Required work:
All entries must be extracted exactly, with nothing added or dropped.

Data section:

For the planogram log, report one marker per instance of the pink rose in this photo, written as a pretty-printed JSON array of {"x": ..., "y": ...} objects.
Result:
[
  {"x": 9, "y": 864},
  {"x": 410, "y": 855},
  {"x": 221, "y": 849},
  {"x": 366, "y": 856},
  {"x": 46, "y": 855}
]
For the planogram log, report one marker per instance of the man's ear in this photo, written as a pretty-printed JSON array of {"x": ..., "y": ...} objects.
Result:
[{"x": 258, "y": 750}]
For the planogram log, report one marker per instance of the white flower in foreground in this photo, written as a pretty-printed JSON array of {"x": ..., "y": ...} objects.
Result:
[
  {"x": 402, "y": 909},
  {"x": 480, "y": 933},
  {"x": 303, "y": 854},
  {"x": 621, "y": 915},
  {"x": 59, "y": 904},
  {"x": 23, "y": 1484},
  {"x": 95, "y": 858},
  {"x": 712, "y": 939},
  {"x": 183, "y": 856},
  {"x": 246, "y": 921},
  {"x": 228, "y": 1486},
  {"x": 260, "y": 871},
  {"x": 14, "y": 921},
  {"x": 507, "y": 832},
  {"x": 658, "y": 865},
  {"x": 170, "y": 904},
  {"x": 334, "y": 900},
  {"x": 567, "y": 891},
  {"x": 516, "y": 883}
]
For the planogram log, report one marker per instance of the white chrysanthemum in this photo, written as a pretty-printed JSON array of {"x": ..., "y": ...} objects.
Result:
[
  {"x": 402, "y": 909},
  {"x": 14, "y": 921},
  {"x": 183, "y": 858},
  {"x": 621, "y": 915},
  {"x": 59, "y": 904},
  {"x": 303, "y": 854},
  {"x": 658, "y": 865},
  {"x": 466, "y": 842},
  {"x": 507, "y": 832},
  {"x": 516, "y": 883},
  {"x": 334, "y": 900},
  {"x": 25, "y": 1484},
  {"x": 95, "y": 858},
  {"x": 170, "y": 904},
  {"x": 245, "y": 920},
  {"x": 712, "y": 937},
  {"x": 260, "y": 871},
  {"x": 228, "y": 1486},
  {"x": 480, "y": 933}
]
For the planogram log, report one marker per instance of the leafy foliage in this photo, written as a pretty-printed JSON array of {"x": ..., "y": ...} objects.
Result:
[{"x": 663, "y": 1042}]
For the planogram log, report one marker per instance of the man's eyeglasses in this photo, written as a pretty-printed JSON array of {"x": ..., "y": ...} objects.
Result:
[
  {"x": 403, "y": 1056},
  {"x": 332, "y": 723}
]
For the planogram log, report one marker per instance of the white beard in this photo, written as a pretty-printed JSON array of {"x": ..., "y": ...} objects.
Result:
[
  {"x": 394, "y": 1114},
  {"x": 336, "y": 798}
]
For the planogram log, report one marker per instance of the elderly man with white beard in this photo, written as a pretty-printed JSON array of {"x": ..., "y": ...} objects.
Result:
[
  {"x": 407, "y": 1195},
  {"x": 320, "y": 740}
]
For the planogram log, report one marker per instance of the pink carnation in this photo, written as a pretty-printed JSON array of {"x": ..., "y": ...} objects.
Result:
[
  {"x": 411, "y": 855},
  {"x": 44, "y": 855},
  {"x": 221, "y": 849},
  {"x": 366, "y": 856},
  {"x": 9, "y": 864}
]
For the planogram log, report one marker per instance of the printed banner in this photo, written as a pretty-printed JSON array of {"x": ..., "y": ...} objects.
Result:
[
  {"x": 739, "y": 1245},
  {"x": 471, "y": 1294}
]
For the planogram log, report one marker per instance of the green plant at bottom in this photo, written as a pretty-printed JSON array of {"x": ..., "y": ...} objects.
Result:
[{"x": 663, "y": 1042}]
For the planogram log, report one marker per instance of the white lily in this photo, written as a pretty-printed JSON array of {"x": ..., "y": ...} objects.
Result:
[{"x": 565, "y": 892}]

Task answer:
For the planogram log, report one marker per instance of the pink rose in this photo, written as a pretty-printed JSON array of {"x": ..., "y": ...} objects.
Result:
[
  {"x": 9, "y": 864},
  {"x": 410, "y": 855},
  {"x": 221, "y": 849},
  {"x": 366, "y": 856},
  {"x": 46, "y": 855}
]
For the planogram log, report one marker per instance of the man's ear in this photo, written as a pretty-printed JSON array of {"x": ..., "y": ...} objects.
Result:
[{"x": 258, "y": 750}]
For the planogram log, report one marker per instance of the white flower in foreground in this photo, written as a pretty-printed JSON array of {"x": ..., "y": ...} objects.
Result:
[
  {"x": 402, "y": 909},
  {"x": 480, "y": 933},
  {"x": 303, "y": 854},
  {"x": 621, "y": 915},
  {"x": 59, "y": 904},
  {"x": 23, "y": 1484},
  {"x": 95, "y": 858},
  {"x": 712, "y": 939},
  {"x": 183, "y": 856},
  {"x": 246, "y": 921},
  {"x": 228, "y": 1486},
  {"x": 260, "y": 871},
  {"x": 14, "y": 921},
  {"x": 507, "y": 832},
  {"x": 658, "y": 865},
  {"x": 170, "y": 904},
  {"x": 334, "y": 900},
  {"x": 567, "y": 891},
  {"x": 516, "y": 883}
]
For the planogram log, report one marker per instance of the white chrysanthemum in this photo, written as a pretty-printed JSON array of {"x": ..., "y": ...} objects.
Result:
[
  {"x": 402, "y": 909},
  {"x": 14, "y": 921},
  {"x": 183, "y": 858},
  {"x": 621, "y": 915},
  {"x": 59, "y": 904},
  {"x": 303, "y": 854},
  {"x": 658, "y": 865},
  {"x": 466, "y": 842},
  {"x": 507, "y": 832},
  {"x": 516, "y": 883},
  {"x": 334, "y": 900},
  {"x": 25, "y": 1484},
  {"x": 95, "y": 858},
  {"x": 170, "y": 904},
  {"x": 245, "y": 920},
  {"x": 712, "y": 937},
  {"x": 260, "y": 871},
  {"x": 228, "y": 1486},
  {"x": 480, "y": 933}
]
For the planogram log, report one marker per instance of the leafy foliage in this photo, written as a pretty-printed JSON array of {"x": ..., "y": ...} objects.
Result:
[{"x": 663, "y": 1042}]
For the planogram log, report one marker per instance of the man's eyeglasses in this photo, written as a pretty-printed JSON array of {"x": ..., "y": ...} objects.
Result:
[
  {"x": 403, "y": 1056},
  {"x": 332, "y": 723}
]
For the planogram log, report one marker per instance of the white beard in this photo, written as a pretty-printed JSON array of {"x": ..., "y": ...} objects.
Result:
[
  {"x": 394, "y": 1114},
  {"x": 336, "y": 798}
]
For the planogram log, report one marker per instance of the elderly man with white beard in this photo, written as a pretty-printed JSON array of {"x": ..., "y": ...} objects.
Result:
[
  {"x": 407, "y": 1195},
  {"x": 320, "y": 740}
]
For the planogram log, report one marker per instance of the pink carnation in this photo, written as a pretty-printed JSON array of {"x": ..., "y": ...} objects.
Result:
[
  {"x": 411, "y": 855},
  {"x": 44, "y": 855},
  {"x": 221, "y": 849},
  {"x": 366, "y": 856},
  {"x": 9, "y": 864}
]
For the planogram log, report one marker per instance of the printed banner in this photo, written as a pretty-printed JSON array of {"x": ..., "y": ...} objects.
Result:
[
  {"x": 739, "y": 1245},
  {"x": 471, "y": 1294}
]
For the planogram log, report one marker per instance of the green plant at bottom in this photo, written as a pretty-printed JSON array of {"x": ..., "y": ...} objects.
Result:
[{"x": 663, "y": 1042}]
For the planogram log, report one marker per instance of the white lily in this photo, written as a pretty-printed JSON array of {"x": ..., "y": ...} objects.
Result:
[{"x": 565, "y": 892}]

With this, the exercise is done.